● **Exercise prompt**
In the entries that follow, the lines from the one with "[(801, 363), (941, 50)]" through the one with "Target: steel lattice gantry" are the ones to write out, exactly and with both ends included. Nothing else should appear.

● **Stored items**

● ● ● ● ● ● ●

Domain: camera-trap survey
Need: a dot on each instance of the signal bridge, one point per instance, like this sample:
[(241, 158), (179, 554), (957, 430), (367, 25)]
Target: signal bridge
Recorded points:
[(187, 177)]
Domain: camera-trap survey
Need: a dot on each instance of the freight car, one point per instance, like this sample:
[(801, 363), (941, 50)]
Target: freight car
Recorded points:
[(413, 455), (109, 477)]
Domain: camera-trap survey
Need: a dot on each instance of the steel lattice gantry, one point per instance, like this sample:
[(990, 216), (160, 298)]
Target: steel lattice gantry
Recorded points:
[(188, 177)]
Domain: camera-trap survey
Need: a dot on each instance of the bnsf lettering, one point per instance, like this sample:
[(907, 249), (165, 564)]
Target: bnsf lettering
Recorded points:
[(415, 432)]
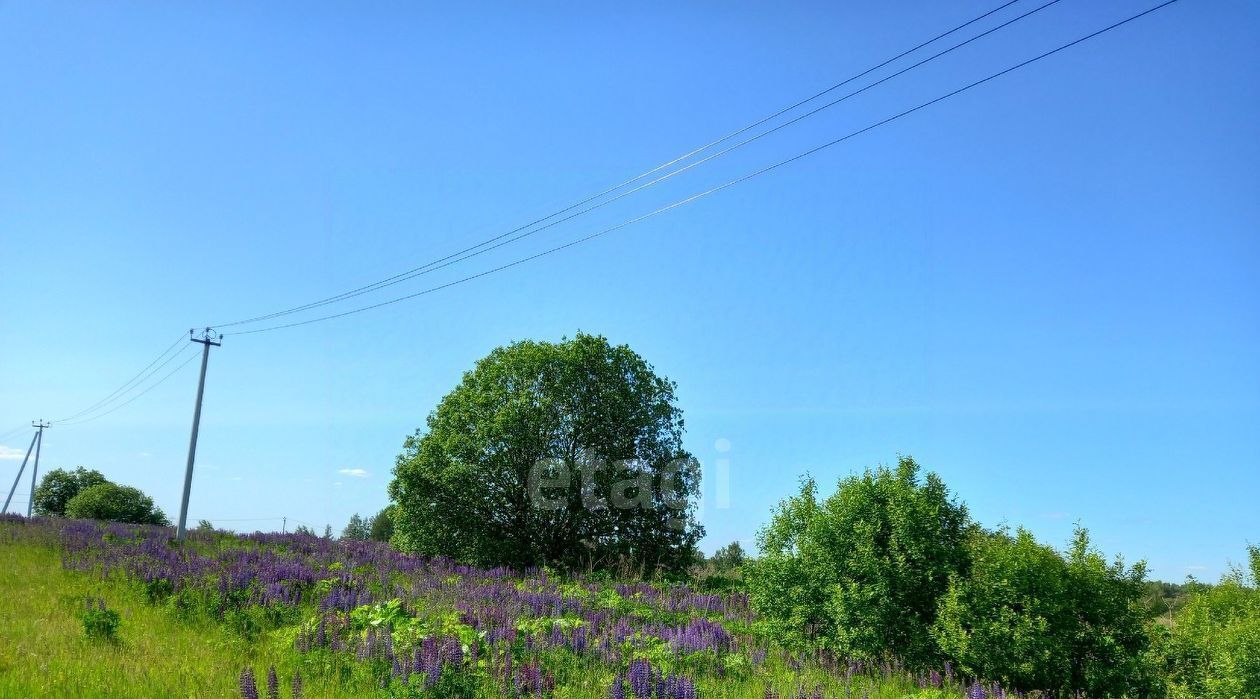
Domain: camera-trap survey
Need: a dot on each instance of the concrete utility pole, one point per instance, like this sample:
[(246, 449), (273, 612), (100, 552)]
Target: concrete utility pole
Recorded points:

● ● ● ● ● ● ●

● **Response to the exercise**
[(801, 363), (941, 50)]
Target: freight car
Recorded points:
[(413, 455), (109, 477)]
Domain: camera-trap survey
Need: a dot on each instance of the steel lattice gantry, one point per instance, like this sample:
[(990, 216), (160, 298)]
Target: steel lattice gantry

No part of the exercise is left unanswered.